* _CONSIGNE_
Répondez, s'il vous plaît, à ces questions sur le passage :
(a) Selon le passage, qu'est-ce qui est refusé pour le moment à la critique politique dans la presse ?
(b) De quoi le passage dit-il que « nous avons le droit de parler en notre nom » ?
(c) Quelles deux choses le corps législatif vient-il de faire, d'après la dernière phrase du passage ?

* _TEXTE À LIRE_

Si pour le moment la critique politique se voit refuser dans la presse les franchises qui appartiennent à la critique philosophique ou littéraire, une ressource nous reste : nous avons le droit de parler en notre nom des mêmes questions qui s’agitent au sein du corps législatif, et il ne nous est pas interdit de nous aider au besoin, dans l’appréciation de ces questions, des lumières et des informations que le débat parlementaire nous peut apporter. C’est dans ces limites, ce nous semble, qu’il nous est permis de discuter à notre point de vue les questions dont le corps législatif vient de s’occuper en votant les crédits supplémentaires et en abordant le débat de l’adresse.

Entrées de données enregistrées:
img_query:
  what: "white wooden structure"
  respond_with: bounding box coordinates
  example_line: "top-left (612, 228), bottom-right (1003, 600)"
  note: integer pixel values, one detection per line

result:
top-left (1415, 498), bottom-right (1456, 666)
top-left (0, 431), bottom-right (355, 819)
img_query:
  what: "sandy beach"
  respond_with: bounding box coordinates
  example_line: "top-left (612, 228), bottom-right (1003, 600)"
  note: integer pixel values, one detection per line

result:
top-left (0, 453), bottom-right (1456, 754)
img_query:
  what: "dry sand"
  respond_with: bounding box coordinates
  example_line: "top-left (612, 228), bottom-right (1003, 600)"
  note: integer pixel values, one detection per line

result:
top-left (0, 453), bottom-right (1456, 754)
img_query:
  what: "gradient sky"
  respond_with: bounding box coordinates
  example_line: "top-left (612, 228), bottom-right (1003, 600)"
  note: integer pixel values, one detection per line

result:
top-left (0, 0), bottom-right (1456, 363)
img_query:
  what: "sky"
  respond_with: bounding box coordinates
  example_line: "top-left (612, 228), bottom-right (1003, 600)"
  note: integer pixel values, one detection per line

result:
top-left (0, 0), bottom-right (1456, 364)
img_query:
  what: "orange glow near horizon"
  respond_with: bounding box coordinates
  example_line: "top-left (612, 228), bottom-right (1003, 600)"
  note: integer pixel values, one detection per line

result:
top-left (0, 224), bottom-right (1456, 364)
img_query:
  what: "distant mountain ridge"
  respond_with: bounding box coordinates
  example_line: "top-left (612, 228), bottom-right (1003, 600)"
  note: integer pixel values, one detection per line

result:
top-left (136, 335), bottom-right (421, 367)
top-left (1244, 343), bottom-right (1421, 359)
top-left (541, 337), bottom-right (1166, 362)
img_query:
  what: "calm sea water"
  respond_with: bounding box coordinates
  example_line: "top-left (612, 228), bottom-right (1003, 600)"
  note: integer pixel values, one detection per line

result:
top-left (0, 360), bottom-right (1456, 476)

* _RÉPONSE ATTENDUE_
(a) Les franchises qui appartiennent à la critique philosophique ou littéraire.
(b) Des mêmes questions qui s'agitent au sein du corps législatif.
(c) Il a voté les crédits supplémentaires et abordé le débat de l'adresse.